WHAT THIS TASK INVOLVES: Please locate every line in the entries below that contains the string "flag" and copy each of those lines in full. Case counts.

Start RECORD EXCERPTS

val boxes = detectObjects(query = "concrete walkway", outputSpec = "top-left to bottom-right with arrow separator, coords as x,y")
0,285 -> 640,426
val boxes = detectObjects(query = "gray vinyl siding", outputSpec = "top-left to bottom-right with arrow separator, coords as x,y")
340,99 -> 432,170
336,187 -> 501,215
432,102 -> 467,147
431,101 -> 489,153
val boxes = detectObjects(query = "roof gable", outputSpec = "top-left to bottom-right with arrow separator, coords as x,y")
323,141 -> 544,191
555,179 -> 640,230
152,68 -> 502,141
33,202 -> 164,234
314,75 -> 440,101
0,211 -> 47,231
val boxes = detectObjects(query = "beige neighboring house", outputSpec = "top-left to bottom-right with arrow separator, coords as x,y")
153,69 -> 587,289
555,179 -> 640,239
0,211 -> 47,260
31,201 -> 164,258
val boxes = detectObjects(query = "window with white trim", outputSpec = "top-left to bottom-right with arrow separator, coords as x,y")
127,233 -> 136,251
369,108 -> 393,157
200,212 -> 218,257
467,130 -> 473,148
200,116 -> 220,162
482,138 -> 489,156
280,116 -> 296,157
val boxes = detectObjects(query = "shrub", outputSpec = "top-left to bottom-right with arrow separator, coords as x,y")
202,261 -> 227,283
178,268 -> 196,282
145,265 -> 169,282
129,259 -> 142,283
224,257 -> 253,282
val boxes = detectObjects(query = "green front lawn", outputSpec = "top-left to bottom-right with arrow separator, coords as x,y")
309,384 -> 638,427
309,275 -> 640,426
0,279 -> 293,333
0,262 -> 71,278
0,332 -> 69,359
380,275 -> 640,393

End RECORD EXCERPTS
Start RECORD EXCERPTS

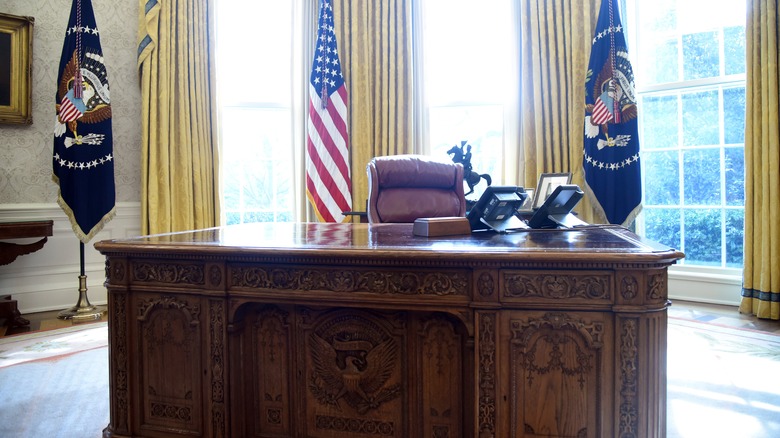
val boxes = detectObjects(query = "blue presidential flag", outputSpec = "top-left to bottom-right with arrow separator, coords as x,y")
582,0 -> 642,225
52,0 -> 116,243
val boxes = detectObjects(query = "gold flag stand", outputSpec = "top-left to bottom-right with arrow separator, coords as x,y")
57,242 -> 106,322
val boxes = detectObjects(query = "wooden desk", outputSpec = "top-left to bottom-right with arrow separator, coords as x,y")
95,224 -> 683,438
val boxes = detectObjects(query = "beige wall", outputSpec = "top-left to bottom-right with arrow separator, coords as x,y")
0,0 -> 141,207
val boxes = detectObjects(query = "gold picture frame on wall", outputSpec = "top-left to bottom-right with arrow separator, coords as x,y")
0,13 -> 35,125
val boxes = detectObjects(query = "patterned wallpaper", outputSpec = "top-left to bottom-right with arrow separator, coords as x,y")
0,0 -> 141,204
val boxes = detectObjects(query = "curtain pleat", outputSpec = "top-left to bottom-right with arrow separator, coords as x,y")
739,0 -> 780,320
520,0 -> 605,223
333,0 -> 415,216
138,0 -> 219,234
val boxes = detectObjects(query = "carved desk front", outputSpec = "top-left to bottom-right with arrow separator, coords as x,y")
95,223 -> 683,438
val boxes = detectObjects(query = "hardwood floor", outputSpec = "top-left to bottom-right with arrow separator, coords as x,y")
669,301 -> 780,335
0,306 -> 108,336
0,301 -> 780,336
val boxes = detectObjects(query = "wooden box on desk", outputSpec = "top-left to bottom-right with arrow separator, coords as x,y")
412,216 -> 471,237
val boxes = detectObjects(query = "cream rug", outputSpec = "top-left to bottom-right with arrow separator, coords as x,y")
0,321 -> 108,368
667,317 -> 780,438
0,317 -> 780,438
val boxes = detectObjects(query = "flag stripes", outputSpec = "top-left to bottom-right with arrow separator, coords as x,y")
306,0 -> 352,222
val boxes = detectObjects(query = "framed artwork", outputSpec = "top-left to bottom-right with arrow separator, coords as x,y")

End RECORD EXCERPTS

TASK ANSWER:
val boxes = detectObjects(query = "blue presidential flag", outputSpec = "top-left to bottom-right with arrow separator, coords as x,y")
val boxes = detectObjects(query = "gold flag stand", outputSpec = "top-left to bottom-right with arrow separator, coords as x,y")
val boxes = detectObjects(query = "flag stripes", outputSpec = "top-left to bottom-right with arrow separator, coords as x,y")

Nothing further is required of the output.